* _Work instruction_
Retype the listing exactly, with no images.

* _Records provided_

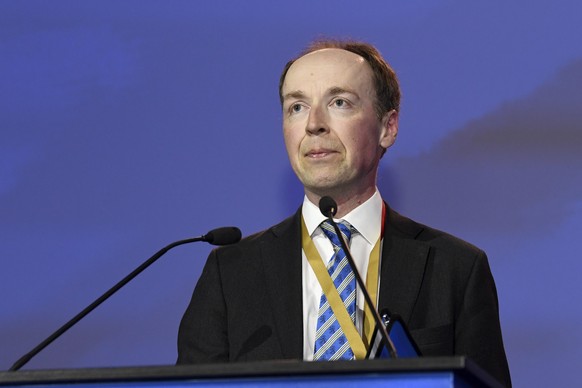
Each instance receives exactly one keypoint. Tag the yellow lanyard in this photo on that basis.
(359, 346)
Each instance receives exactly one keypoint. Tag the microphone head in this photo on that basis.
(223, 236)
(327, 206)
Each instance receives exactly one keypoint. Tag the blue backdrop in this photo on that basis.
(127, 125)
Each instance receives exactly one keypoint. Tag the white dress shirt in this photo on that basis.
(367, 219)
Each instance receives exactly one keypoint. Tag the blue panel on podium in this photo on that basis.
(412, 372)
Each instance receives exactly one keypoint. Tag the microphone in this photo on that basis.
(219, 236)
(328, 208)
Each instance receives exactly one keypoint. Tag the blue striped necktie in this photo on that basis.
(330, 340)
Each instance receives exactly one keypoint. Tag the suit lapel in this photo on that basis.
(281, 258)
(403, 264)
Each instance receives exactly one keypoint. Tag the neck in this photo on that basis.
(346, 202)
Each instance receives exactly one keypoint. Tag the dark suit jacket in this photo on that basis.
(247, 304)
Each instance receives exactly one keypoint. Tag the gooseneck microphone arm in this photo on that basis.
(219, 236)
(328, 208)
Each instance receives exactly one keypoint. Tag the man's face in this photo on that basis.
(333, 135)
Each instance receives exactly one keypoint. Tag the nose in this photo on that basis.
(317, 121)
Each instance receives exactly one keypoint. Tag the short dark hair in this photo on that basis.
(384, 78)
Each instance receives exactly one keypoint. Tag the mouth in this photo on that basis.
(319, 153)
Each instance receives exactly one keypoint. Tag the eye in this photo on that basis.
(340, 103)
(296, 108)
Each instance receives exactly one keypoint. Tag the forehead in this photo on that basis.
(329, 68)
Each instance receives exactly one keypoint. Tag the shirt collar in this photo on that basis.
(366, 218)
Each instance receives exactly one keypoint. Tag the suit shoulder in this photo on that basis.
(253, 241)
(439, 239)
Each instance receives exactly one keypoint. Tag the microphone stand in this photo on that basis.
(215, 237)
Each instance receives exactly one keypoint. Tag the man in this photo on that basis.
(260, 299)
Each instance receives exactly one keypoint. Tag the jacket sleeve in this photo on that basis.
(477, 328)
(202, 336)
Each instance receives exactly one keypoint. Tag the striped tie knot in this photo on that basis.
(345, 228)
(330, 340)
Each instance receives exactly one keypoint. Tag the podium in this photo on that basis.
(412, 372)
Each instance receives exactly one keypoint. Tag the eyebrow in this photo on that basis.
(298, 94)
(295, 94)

* _Response area_
Each instance receives exactly one keypoint. Tag the yellow lanyard in this photo on that basis.
(359, 346)
Each instance receives exactly one keypoint. Tag the microphone head in this photo on that basis.
(223, 236)
(327, 206)
Each instance receives exactly one keypoint. Tag the blue backdrop in this photo on that basis.
(127, 125)
Each instance receives exactly one keypoint. Tag the white dress shirt in this photo on that basis.
(367, 219)
Each instance receives exactly one keypoint. Tag the blue panel on podium in this photo on that basis.
(412, 372)
Each instance receives exactly one keypoint. Tag the microphone in this photo on that basis.
(219, 236)
(328, 208)
Each instance receives exactly one keypoint. Tag the blue striped necktie in this photo on that basis.
(330, 340)
Each instance receives exactly one keypoint. Tag the suit lapel in this photo on that basis.
(281, 258)
(403, 264)
Each instance receives exactly one keypoint. Tag the neck in this photo on that basis.
(346, 202)
Each instance receives exactly one keypoint. Tag the dark suit jacket in this photo on that basis.
(247, 304)
Each instance receives exactly one keypoint. Tag the gooseneck microphone arm in this photo on that basis.
(219, 236)
(328, 208)
Each instance receives exactly one keypoint. Tag the man's face in this photo on that basis.
(333, 135)
Each instance receives exactly one keypoint. Tag the nose in this photo on that basis.
(317, 121)
Each instance receives exactly one keypoint. Tag the short dark hair in this photo on that basis.
(384, 78)
Each instance receives exactly one keypoint. Tag the mouth in this photo on that basis.
(319, 153)
Each instance receives exactly one keypoint. Tag the eye in this photo on that basis.
(340, 103)
(296, 108)
Each instance receives exactly one keypoint. Tag the forehead in this photo on that basis.
(329, 68)
Each instance receives exactly one keypoint. Tag the shirt collar in this photo on that basis.
(366, 218)
Each instance receives exactly one keypoint. Tag the suit shoulder in this photo on that basis.
(253, 241)
(439, 239)
Each instance receives exactly one keypoint. Tag the microphone stand in this photo on that basis.
(215, 237)
Each instance receives exactly one keypoint. Tag the man in this photo on that basis.
(260, 299)
Each instance receives exactly one keypoint. Tag the jacket sleeve in this photo on that basis.
(477, 328)
(202, 336)
Each instance receives exactly one keypoint. Tag the striped tie knot in this photo on that basis.
(345, 228)
(330, 340)
Each instance receives exactly one keypoint. Tag the podium in this photo on that basis.
(412, 372)
Each instance receives exactly one keypoint. Tag the eyebrow in this photo on that basis.
(298, 94)
(295, 94)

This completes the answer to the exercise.